**Stated problem:** Please count the lines below that contain the string "shorts" and give only that number.

**Information shown:**
- - -
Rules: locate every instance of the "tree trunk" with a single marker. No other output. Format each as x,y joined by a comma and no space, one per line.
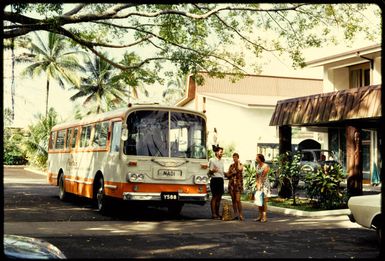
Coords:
354,161
284,190
46,98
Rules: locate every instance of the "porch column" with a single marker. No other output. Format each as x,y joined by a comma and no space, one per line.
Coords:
284,139
354,161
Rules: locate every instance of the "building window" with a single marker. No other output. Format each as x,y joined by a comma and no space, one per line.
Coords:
359,75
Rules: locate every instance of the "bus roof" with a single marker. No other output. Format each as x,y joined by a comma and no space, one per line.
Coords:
119,114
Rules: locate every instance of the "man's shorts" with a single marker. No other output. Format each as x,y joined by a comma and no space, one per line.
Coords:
216,186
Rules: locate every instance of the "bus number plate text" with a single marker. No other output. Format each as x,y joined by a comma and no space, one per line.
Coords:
169,174
169,196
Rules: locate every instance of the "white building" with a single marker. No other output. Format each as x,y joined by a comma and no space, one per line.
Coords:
241,110
349,105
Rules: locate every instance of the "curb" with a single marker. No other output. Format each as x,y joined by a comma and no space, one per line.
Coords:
40,172
301,213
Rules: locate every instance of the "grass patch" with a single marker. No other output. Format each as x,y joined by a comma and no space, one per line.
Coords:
304,204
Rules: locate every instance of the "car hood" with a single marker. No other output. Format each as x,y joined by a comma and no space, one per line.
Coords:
20,247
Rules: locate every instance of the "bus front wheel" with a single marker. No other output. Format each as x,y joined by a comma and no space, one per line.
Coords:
63,195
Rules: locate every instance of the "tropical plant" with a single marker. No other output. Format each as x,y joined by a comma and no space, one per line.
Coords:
36,141
324,186
55,58
13,154
197,36
287,167
135,79
101,87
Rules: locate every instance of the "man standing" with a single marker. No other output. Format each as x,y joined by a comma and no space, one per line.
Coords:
216,172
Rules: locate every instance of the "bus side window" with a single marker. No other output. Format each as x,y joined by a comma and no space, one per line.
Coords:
68,140
115,139
85,136
100,137
60,139
74,137
52,139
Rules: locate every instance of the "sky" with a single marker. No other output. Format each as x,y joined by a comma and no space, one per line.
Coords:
30,93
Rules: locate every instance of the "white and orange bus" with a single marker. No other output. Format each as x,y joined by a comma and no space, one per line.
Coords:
143,153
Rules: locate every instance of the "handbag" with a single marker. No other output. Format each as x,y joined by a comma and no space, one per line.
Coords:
258,198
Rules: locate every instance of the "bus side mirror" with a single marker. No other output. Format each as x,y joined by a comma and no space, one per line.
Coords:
124,134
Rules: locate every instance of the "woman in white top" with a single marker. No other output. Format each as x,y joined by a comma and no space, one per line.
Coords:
262,184
216,172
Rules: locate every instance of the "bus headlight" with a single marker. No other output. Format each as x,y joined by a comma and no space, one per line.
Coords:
198,179
133,177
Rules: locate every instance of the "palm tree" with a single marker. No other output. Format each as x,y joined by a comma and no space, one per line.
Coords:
55,58
36,143
102,88
175,89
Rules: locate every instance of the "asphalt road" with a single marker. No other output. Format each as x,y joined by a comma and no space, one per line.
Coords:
32,208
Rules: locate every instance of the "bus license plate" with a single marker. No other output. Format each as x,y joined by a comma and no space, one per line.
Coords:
169,196
169,174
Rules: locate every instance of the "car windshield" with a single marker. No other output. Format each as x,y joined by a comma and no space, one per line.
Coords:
318,155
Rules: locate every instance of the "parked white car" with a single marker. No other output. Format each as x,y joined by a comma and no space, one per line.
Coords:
366,211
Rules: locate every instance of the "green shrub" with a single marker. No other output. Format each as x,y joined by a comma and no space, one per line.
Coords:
324,187
287,168
13,154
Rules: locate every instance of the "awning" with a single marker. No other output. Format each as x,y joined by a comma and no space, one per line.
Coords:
363,103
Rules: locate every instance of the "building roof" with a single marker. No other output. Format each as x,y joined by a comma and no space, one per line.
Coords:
354,56
245,100
251,90
329,108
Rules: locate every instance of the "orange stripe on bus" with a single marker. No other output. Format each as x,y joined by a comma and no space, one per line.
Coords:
76,186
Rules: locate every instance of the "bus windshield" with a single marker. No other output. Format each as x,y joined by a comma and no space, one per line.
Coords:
165,134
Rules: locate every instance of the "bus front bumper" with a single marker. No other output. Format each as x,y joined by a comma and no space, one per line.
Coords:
182,197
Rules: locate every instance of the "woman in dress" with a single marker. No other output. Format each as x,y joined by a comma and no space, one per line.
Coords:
262,184
235,186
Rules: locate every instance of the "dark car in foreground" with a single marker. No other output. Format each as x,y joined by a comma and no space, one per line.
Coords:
366,211
21,247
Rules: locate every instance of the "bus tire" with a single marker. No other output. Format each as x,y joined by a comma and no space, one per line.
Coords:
175,209
100,196
63,195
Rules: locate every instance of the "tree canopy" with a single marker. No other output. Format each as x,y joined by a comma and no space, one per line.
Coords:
212,37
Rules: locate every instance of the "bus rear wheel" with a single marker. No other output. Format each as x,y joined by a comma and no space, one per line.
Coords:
175,209
63,195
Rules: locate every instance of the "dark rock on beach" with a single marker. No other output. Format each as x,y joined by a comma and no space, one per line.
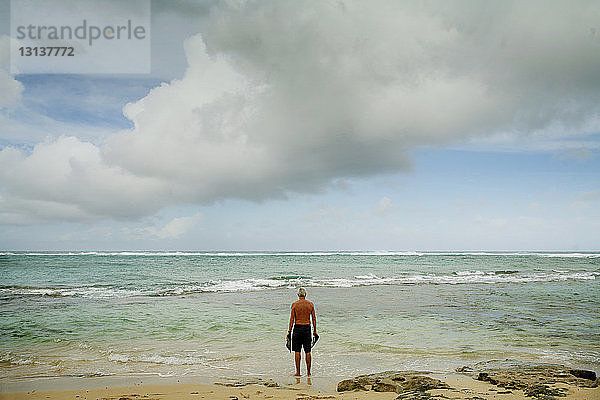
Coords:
535,380
407,383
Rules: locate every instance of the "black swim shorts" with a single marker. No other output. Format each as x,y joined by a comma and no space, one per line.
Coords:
301,337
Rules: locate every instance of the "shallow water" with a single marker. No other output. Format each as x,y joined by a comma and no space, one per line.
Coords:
226,314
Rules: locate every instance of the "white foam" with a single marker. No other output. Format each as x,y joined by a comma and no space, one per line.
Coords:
306,253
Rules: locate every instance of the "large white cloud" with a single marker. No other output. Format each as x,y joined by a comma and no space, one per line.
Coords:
287,96
10,89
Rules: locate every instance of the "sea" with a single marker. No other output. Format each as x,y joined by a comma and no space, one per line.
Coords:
225,314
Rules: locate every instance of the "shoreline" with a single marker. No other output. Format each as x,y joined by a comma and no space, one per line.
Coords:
526,381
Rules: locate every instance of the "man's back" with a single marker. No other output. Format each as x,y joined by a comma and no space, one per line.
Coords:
302,310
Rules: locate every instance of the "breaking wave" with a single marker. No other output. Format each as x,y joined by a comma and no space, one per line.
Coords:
292,281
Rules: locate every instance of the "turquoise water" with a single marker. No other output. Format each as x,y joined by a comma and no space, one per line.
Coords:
226,314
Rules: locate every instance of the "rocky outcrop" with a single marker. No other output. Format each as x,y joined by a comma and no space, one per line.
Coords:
535,380
393,381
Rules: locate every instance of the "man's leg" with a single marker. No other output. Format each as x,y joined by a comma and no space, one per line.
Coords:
297,357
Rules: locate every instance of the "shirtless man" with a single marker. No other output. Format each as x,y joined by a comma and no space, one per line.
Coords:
302,310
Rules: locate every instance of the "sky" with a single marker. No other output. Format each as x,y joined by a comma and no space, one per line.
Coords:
316,125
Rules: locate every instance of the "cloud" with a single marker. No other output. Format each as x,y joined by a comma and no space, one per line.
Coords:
384,207
286,96
10,89
178,227
174,229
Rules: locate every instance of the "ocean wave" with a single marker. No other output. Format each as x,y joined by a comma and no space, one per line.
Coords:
307,253
257,284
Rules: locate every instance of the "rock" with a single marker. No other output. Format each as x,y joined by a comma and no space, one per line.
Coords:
384,387
248,381
534,379
582,373
349,385
543,391
393,381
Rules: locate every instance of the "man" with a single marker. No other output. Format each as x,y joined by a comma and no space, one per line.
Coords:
300,316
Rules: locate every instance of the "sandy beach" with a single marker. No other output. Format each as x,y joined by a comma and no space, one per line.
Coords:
540,382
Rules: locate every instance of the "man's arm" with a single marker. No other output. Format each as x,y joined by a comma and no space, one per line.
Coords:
292,315
314,315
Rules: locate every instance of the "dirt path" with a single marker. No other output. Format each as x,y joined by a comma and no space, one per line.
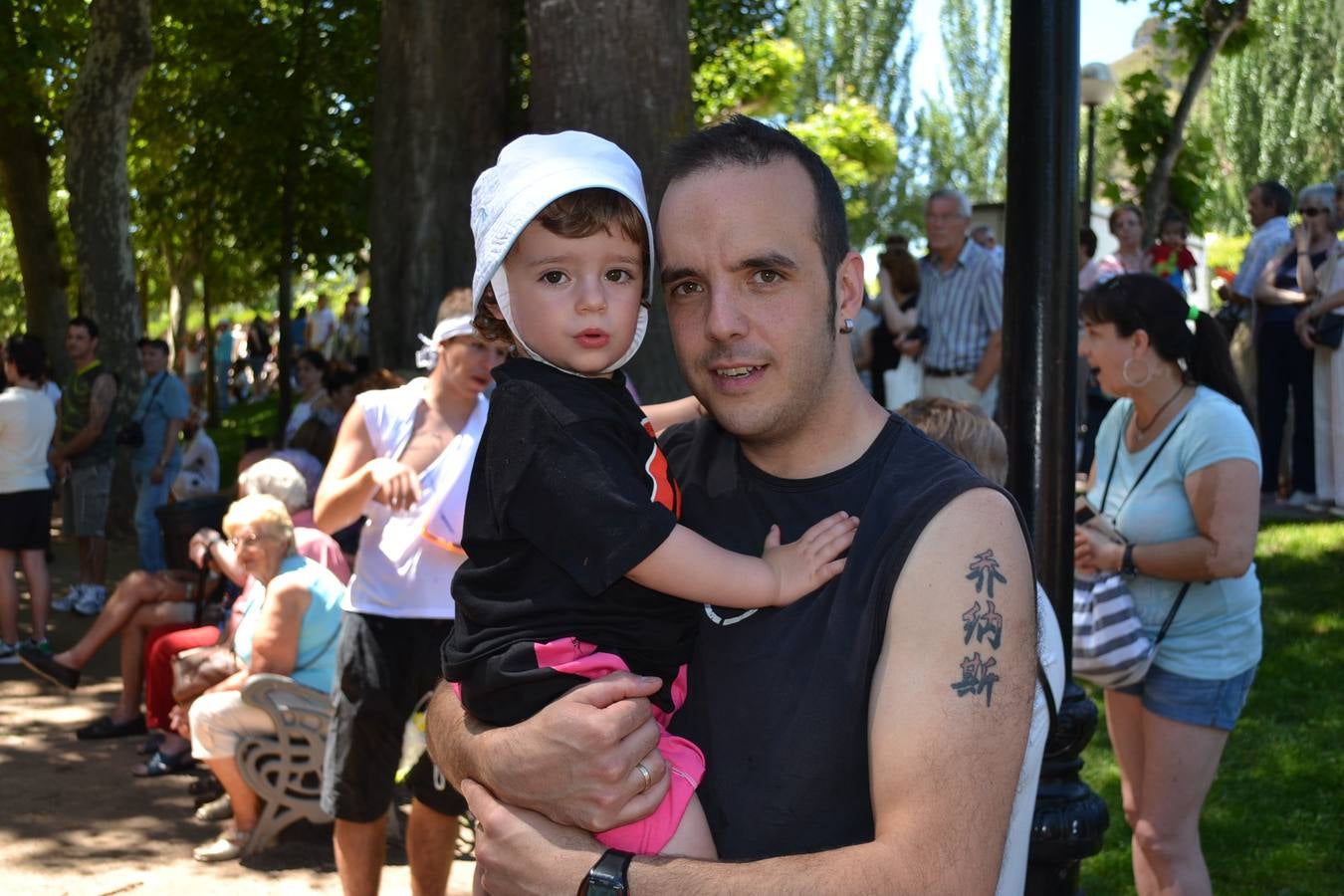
- - -
**Output of the exercise:** 2